_Ketentuan Tugas_:
Temukan setiap baris dalam catatan di bawah yang memuat kata "shaped", lalu salin baris-baris tersebut. Huruf besar dan huruf kecil dibedakan.

--- Data yang Diberikan ---

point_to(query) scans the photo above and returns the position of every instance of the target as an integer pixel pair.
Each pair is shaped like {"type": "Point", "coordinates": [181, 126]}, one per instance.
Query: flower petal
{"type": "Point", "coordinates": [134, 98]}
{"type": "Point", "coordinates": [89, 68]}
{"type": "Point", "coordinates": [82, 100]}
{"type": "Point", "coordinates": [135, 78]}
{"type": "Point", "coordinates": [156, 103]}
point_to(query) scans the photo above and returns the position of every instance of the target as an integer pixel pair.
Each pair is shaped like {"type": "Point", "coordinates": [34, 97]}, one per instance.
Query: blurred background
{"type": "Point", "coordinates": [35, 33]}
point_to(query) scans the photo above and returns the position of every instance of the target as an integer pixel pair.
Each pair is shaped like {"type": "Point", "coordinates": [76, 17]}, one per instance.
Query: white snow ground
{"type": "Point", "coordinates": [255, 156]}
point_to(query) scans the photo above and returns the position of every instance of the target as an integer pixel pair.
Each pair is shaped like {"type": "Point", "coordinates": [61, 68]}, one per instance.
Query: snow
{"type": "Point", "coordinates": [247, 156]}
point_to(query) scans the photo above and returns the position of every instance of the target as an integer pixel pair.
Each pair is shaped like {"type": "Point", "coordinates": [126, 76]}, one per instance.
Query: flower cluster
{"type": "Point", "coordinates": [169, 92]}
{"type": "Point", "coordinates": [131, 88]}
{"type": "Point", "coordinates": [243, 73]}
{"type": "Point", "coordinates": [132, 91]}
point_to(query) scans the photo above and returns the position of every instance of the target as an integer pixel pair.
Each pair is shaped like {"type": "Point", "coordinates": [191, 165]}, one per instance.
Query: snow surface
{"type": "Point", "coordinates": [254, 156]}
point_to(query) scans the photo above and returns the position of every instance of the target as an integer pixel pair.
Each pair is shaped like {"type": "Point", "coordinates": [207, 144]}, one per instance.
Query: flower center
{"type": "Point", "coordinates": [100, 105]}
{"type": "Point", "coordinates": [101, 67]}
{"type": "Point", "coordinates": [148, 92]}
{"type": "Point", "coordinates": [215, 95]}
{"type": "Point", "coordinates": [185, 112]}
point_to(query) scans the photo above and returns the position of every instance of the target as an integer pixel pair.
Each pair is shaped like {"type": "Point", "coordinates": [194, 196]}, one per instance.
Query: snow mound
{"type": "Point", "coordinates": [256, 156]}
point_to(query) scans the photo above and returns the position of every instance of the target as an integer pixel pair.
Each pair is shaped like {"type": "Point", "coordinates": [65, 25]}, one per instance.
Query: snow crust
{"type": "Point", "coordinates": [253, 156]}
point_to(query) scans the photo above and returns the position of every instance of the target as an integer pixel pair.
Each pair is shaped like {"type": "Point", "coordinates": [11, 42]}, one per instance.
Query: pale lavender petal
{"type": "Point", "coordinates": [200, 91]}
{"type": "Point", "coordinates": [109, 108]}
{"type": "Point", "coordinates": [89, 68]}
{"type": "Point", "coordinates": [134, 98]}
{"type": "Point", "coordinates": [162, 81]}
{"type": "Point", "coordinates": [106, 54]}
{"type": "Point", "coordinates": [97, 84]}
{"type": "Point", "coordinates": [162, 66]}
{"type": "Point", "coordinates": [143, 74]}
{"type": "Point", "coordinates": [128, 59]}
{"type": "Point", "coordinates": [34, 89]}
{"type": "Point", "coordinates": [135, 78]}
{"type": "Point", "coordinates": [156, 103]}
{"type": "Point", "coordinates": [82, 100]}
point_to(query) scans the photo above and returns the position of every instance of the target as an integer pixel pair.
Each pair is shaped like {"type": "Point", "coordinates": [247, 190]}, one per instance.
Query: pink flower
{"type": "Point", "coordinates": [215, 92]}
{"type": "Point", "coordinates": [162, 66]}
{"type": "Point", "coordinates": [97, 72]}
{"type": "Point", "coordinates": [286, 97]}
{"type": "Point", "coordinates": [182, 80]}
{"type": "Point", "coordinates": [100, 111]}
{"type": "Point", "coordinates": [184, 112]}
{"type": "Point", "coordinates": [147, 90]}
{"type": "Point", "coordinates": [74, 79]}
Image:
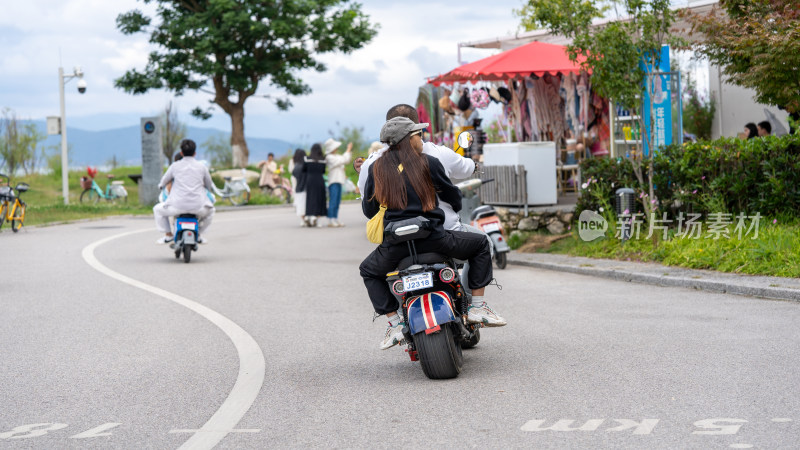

---

_Hasil Akhir_:
Each pair is shaped like {"type": "Point", "coordinates": [181, 126]}, one per instance.
Each pair is shaped like {"type": "Point", "coordinates": [34, 97]}, one per instance.
Each pair is shaped like {"type": "Point", "coordinates": [76, 17]}, one per instance.
Each pair is shaped like {"type": "Point", "coordinates": [61, 68]}, one per instance.
Each pair is shaped like {"type": "Point", "coordinates": [126, 76]}, one per instance.
Each pair is shaped like {"type": "Point", "coordinates": [191, 165]}, one per instance.
Each pair is shaped like {"type": "Point", "coordinates": [207, 144]}, one per instance.
Each pair is shaped like {"type": "Point", "coordinates": [194, 196]}, one per instance.
Each pair is shaped like {"type": "Point", "coordinates": [65, 25]}, one per instance.
Each pair is shaped like {"type": "Point", "coordinates": [11, 42]}, one per instance.
Each pair is shaped like {"type": "Point", "coordinates": [247, 190]}, one per instance.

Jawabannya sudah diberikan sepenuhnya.